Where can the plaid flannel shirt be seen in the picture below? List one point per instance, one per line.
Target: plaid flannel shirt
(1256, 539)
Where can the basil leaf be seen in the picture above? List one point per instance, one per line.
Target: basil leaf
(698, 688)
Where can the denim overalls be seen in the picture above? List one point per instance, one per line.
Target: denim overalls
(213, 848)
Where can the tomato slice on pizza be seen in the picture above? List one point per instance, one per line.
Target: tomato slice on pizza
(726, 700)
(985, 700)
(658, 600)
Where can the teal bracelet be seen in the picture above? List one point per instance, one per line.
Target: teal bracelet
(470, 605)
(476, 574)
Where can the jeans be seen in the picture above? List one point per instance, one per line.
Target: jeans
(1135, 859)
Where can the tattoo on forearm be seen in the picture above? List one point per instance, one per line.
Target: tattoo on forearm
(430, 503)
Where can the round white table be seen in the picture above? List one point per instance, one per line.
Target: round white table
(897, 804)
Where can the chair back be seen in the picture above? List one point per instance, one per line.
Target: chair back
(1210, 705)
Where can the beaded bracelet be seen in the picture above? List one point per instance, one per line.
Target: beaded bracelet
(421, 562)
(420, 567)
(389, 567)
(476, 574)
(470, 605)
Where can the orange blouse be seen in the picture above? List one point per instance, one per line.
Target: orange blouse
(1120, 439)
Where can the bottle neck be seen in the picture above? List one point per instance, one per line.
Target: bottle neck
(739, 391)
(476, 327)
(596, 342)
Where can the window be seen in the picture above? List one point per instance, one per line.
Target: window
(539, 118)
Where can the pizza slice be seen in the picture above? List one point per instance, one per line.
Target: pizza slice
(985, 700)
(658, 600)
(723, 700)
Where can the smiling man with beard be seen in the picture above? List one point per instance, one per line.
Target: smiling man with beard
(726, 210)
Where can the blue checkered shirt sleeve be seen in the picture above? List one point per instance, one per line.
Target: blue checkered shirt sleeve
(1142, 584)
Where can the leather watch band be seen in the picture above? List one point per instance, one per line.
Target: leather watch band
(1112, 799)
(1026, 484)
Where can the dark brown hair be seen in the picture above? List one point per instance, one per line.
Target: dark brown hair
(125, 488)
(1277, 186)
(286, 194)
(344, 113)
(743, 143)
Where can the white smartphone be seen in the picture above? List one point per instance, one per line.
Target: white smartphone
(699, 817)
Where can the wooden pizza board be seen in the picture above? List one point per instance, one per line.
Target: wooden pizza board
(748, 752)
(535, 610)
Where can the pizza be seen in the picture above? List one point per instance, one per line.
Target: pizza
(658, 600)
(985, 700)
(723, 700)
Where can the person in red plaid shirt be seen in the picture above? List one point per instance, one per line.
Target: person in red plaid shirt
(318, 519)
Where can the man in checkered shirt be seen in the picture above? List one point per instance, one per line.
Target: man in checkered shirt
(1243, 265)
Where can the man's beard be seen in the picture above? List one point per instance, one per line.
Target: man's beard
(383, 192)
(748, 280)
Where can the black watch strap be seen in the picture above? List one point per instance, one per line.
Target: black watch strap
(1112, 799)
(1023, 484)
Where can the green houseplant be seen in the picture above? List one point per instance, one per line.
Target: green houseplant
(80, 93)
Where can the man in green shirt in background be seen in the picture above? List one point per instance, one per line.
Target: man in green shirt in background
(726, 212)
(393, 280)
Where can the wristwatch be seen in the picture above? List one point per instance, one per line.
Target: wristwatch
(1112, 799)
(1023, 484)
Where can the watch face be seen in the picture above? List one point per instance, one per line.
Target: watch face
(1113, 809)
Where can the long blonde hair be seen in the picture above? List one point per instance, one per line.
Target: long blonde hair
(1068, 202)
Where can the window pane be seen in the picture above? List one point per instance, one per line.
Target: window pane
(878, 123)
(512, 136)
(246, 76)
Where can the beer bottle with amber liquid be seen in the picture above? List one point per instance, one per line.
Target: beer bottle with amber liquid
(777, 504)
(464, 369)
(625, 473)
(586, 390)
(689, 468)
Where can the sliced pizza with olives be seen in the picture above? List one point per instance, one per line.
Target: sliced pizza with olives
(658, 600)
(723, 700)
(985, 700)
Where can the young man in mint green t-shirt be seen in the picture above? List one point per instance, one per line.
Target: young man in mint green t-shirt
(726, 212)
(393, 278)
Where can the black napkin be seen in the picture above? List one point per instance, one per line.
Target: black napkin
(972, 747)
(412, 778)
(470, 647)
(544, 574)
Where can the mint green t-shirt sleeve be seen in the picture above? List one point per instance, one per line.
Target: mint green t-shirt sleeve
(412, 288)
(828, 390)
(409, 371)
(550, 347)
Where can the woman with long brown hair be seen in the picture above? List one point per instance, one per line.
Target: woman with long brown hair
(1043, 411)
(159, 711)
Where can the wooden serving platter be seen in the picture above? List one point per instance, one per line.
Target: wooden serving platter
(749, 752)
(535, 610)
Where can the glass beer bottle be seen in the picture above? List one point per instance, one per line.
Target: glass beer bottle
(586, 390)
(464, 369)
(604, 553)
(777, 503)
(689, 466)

> Exercise aim:
Convert every line of the items above into a Markdown table with the columns "No." and "Entry", numbering each row and leaving out blank lines.

> Exercise solution:
| No. | Entry |
|---|---|
| 1 | Where can the plaid flannel shirt be seen in the picture below? List one point per instance, one per line. |
| 2 | Target: plaid flannel shirt |
| 3 | (1256, 539) |
| 4 | Where can the basil leaf be seen in the picture above? List one point per instance, one per line. |
| 5 | Target: basil leaf |
| 6 | (698, 688) |
| 7 | Where can the denim overalls be seen in the picture above? List one point per instance, one per line. |
| 8 | Target: denim overalls |
| 9 | (213, 848) |
| 10 | Where can the tomato slice on pizza be seen in the picture above? List one point per instance, one per line. |
| 11 | Target: tomato slice on pizza |
| 12 | (726, 700) |
| 13 | (985, 700) |
| 14 | (658, 600) |
| 15 | Where can the teal bracelet be seen in the picture above? List one point per instance, one per line. |
| 16 | Target: teal bracelet |
| 17 | (470, 605) |
| 18 | (476, 574) |
| 19 | Where can the jeans be seen in the picture above? List one point per instance, one per line. |
| 20 | Target: jeans |
| 21 | (1135, 859) |
| 22 | Where can the tattoo on forearm be seen in the picture above? List one point per instance, one per line. |
| 23 | Target: tattoo on forearm |
| 24 | (430, 503) |
| 25 | Where can the round white table be seen in the picture above? List one point per instance, one per line. |
| 26 | Target: round white table |
| 27 | (897, 804) |
| 28 | Where can the chair back be seen in the picture above? List one point per instance, one per line. |
| 29 | Target: chair back |
| 30 | (1210, 705) |
| 31 | Where can the beaded bracelet be seen in the picture above? List one point per instance, one per line. |
| 32 | Target: beaded bracelet |
| 33 | (421, 562) |
| 34 | (420, 567) |
| 35 | (389, 567) |
| 36 | (476, 574) |
| 37 | (470, 605) |
| 38 | Where can the orange blouse be seen in the picture above? List one point per instance, one per line. |
| 39 | Target: orange blouse |
| 40 | (1120, 439) |
| 41 | Where can the bottle neck be seen in the picture above? List one point per instance, one per line. |
| 42 | Target: bottle neck |
| 43 | (739, 391) |
| 44 | (476, 327) |
| 45 | (596, 342) |
| 46 | Where can the window be seen in the picture above? List one point per instance, one per line. |
| 47 | Target: window |
| 48 | (539, 118) |
| 49 | Where can the pizza slice be seen in the picture above? List one point per instance, one per line. |
| 50 | Target: pizza slice |
| 51 | (985, 700) |
| 52 | (658, 600) |
| 53 | (723, 700) |
| 54 | Where can the smiling man with beard be seen in the picture above? List one point per instance, one per line. |
| 55 | Target: smiling man with beard |
| 56 | (726, 210) |
| 57 | Where can the blue checkered shirt sleeve be seen in the picture above? List one point per instance, one per line. |
| 58 | Target: blue checkered shirt sleeve |
| 59 | (1142, 584) |
| 60 | Where can the leather watch band be seen in the picture above? List one point per instance, one per line. |
| 61 | Target: leather watch band |
| 62 | (1112, 799) |
| 63 | (1026, 484) |
| 64 | Where can the dark brown hair be seen in the picture above? List one point per instance, one per line. |
| 65 | Target: dark brown hair |
| 66 | (125, 488) |
| 67 | (1277, 186) |
| 68 | (286, 194) |
| 69 | (344, 113) |
| 70 | (743, 143) |
| 71 | Where can the white smartphone be seen in the picture above? List one point per instance, one per line. |
| 72 | Target: white smartphone |
| 73 | (699, 817) |
| 74 | Where can the wooden pizza board be seen in the picture above? List one point per instance, one per line. |
| 75 | Target: wooden pizza board |
| 76 | (748, 752) |
| 77 | (535, 610) |
| 78 | Where can the pizza be seen in the picture above? List one point per instance, one per line. |
| 79 | Target: pizza |
| 80 | (658, 600) |
| 81 | (985, 700) |
| 82 | (723, 700) |
| 83 | Where can the person in red plaid shirt be seen in the picture above? List one point per instance, one per line. |
| 84 | Target: person in red plaid shirt |
| 85 | (318, 519) |
| 86 | Where can the man in checkered shirt be seen in the picture above? List one point per instance, one per line. |
| 87 | Target: man in checkered shirt |
| 88 | (1243, 265) |
| 89 | Where can the man's beard be seen in the picture above? List one point per instance, one per line. |
| 90 | Target: man's beard |
| 91 | (383, 192) |
| 92 | (748, 280) |
| 93 | Where can the black watch strap be seen in the picture above? List one point per instance, one per line. |
| 94 | Target: black watch strap |
| 95 | (1112, 799) |
| 96 | (1023, 484) |
| 97 | Where can the green houseplant be seen in the picture above? List one point per instance, one per line. |
| 98 | Target: green houseplant |
| 99 | (80, 93) |
| 100 | Where can the man in green shirt in background be seen in the picture above? List one point per instance, one per line. |
| 101 | Target: man in green shirt in background |
| 102 | (726, 212) |
| 103 | (393, 280) |
| 104 | Where can the wristwatch be seen in the picture above? List one point per instance, one per line. |
| 105 | Target: wristwatch |
| 106 | (1112, 799) |
| 107 | (1023, 484) |
| 108 | Where can the watch face be seen in the picture above? List one point per instance, one per line. |
| 109 | Target: watch face |
| 110 | (1113, 809) |
| 111 | Where can the long blonde hair be seen in the picture above? List one point per instance, one per line. |
| 112 | Target: long blonde hair |
| 113 | (1068, 202) |
| 114 | Where can the window pane be seen in the picture above? List one point per instance, one per line. |
| 115 | Target: window pane |
| 116 | (878, 123) |
| 117 | (512, 136) |
| 118 | (246, 76) |
| 119 | Where can the beer bottle with amber liquid be seen in the picture above? List one point per instance, one per line. |
| 120 | Target: beer bottle with amber liquid |
| 121 | (777, 504) |
| 122 | (464, 369) |
| 123 | (625, 473) |
| 124 | (586, 390) |
| 125 | (689, 468) |
| 126 | Where can the sliced pizza with olives be seen in the picture above? List one point per instance, one per line. |
| 127 | Target: sliced pizza with olives |
| 128 | (658, 600) |
| 129 | (723, 700) |
| 130 | (985, 700) |
| 131 | Where can the young man in mint green t-shirt be seen in the picture above? List one point per instance, one per line. |
| 132 | Target: young man in mint green t-shirt |
| 133 | (726, 212) |
| 134 | (393, 278) |
| 135 | Where can the black napkin be seen in the picture above? List one point per instance, one per line. |
| 136 | Target: black napkin |
| 137 | (972, 747) |
| 138 | (412, 778) |
| 139 | (470, 647) |
| 140 | (544, 574) |
| 141 | Where can the mint green t-shirt sleeve be seen in the picture above? List one point per instance, one per line. |
| 142 | Target: mint green t-shirt sleeve |
| 143 | (412, 288) |
| 144 | (828, 390) |
| 145 | (409, 371) |
| 146 | (550, 347) |
| 147 | Where can the woman with long brown hair be seen in the picture above? List one point per instance, one per line. |
| 148 | Target: woman with long brown hair |
| 149 | (1043, 411) |
| 150 | (159, 711) |
| 151 | Where can the wooden serving platter be seen in the picture above? List one point per instance, one per line. |
| 152 | Target: wooden serving platter |
| 153 | (749, 752) |
| 154 | (535, 610) |
| 155 | Where can the glass beer bottle be seen in the picture above? List one point per instance, one per line. |
| 156 | Target: glass beer bottle |
| 157 | (586, 390) |
| 158 | (464, 369) |
| 159 | (604, 553) |
| 160 | (777, 503) |
| 161 | (689, 466) |